Los intentos de privatizar la creencia religiosa se justifican en un llamamiento a la importancia de mantener la neutralidad en la arena pública, observa el cardenal. Sin embargo, esta no es una neutralidad real, sino una forma de silenciar a los oponentes e imponer un punto de vista cultural específico.

En una democracia, la religión puede jugar un papel vital a través de su influencia sobre la familia y la vida diaria. El cristianismo también sirve como contrapeso a los excesos de una cultura de derecho que con demasiada frecuencia olvida que también tenemos deberes.

El derecho natural de los niños a ser amados y criados por un padre y una madre, por ejemplo, es un tema de justicia que el estado y la sociedad deberían apoyar. Desgraciadamente, lamenta el cardenal Pell, el estado de hoy con demasiada frecuencia anima a la ruptura del matrimonio y de la familia.

Pseudo derechos
«Apoyar el matrimonio y la familia es sólo una forma con la que las profundas creencias religiosas y la creencia en los derechos humanos unidas pueden ayudar a traer a la luz los pseudo derechos de la modernidad», observa el cardenal.

*Extractos de datos*:

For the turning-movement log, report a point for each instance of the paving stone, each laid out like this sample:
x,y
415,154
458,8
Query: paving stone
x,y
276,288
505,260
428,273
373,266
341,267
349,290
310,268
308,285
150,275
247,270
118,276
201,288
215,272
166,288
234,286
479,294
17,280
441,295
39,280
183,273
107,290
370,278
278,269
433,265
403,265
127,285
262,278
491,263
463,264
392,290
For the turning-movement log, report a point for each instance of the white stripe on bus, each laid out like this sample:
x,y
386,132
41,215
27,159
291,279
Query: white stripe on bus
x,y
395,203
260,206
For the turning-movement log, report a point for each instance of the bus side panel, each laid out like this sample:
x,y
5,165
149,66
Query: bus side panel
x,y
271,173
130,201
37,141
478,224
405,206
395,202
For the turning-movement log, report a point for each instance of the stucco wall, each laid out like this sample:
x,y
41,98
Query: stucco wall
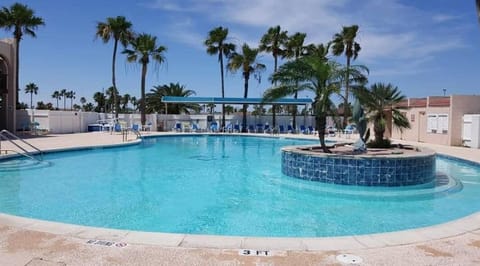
x,y
463,104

*Instrucción*:
Según el texto sobre la religión en la vida pública, ¿qué derecho natural de los niños menciona el cardenal Pell?

*En respuesta*:
El derecho a ser amados y criados por un padre y una madre.